-- Requirements --
Pull out the lines of the listing below verbatim, starting with the line that contains "Reviewer note: make sure each instance of the algae" and going on through the final line of the listing.

※ ※ ※

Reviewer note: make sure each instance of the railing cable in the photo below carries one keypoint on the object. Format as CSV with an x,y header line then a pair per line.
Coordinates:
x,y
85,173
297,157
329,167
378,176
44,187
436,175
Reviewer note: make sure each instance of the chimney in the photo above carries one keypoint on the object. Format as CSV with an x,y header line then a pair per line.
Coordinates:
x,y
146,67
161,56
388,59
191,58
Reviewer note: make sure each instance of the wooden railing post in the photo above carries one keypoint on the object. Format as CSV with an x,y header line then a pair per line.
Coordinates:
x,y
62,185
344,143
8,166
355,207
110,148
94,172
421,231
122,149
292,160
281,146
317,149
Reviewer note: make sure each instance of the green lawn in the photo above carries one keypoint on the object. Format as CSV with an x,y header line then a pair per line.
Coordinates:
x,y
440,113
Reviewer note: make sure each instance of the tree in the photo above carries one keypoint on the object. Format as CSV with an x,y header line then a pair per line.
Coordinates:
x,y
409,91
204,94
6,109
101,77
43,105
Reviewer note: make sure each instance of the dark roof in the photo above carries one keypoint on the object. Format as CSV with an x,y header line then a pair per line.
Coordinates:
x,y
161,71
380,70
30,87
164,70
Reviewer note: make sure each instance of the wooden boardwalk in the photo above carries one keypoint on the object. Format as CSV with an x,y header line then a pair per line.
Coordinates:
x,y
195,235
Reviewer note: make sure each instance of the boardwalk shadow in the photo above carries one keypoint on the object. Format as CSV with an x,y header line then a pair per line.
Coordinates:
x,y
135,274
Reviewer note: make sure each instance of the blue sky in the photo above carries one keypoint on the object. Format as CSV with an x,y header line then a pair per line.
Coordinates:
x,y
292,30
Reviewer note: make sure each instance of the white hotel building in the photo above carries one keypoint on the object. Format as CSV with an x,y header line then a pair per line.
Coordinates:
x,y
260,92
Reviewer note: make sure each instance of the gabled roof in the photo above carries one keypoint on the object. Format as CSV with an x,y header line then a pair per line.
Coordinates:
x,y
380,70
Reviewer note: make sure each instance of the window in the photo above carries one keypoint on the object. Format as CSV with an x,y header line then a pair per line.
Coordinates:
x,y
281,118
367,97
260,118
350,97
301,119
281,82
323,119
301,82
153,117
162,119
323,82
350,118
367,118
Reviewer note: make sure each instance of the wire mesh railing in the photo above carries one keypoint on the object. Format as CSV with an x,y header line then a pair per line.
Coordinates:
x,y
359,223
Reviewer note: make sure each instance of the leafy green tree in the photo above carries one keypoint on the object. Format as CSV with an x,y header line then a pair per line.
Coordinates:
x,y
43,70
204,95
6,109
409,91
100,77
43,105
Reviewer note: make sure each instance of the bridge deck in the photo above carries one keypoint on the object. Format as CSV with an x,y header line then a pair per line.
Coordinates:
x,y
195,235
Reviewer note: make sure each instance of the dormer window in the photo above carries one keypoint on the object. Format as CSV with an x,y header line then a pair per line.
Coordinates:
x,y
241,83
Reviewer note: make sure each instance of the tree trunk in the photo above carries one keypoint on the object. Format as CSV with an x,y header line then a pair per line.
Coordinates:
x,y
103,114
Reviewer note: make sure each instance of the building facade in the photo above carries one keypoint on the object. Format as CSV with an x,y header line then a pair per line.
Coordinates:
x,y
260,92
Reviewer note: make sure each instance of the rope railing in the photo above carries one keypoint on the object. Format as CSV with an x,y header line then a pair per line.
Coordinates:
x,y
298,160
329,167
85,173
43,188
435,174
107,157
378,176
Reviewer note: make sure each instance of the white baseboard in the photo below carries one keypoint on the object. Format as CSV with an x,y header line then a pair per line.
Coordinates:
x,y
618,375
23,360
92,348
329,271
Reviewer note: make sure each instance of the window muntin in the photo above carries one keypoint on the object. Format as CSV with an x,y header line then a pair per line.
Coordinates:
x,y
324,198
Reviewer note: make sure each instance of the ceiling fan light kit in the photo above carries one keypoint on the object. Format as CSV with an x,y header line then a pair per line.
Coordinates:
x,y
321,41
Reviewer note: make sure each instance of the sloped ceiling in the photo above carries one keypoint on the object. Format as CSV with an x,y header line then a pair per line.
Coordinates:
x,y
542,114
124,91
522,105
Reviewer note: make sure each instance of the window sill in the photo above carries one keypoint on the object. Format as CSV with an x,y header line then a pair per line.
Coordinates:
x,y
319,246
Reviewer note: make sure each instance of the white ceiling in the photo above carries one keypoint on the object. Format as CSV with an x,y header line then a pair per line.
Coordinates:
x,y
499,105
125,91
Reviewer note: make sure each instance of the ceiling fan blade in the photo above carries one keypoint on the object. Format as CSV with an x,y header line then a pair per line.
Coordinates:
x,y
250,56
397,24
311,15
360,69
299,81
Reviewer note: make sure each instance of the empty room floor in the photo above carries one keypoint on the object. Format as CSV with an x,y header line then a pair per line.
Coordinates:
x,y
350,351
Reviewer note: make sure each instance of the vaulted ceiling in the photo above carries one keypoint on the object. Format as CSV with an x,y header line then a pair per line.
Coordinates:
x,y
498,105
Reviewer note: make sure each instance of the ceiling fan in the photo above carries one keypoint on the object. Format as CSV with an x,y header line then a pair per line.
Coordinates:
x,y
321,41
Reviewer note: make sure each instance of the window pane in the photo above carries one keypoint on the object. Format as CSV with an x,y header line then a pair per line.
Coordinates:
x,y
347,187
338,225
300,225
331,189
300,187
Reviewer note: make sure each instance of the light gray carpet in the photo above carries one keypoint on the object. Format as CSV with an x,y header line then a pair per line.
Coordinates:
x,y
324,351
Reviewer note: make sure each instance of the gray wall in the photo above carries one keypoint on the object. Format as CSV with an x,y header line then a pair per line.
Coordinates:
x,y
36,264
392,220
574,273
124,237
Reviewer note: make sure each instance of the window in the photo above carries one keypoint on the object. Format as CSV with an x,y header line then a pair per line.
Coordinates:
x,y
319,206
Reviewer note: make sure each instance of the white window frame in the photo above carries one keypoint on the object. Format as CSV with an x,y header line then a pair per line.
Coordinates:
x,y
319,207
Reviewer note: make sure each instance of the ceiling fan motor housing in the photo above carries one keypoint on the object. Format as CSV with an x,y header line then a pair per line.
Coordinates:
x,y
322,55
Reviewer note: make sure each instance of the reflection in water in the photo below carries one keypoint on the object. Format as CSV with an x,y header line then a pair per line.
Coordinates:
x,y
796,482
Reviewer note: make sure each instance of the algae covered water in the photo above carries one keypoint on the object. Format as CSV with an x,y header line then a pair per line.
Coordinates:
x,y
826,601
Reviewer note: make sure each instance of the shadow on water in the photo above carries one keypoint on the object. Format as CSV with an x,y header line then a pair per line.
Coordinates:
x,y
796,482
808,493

※ ※ ※

-- Task output --
Reviewer note: make sure each instance of the algae covered water in the photo above carries one keypoint on the object. Format as CSV with an x,y header line then a pair per line.
Coordinates:
x,y
826,601
Reviewer note: make sure each instance of the shadow on water in the photo above carries one keypoint on the object. Format as CSV with an x,y header line then a pair per line.
Coordinates:
x,y
796,482
808,493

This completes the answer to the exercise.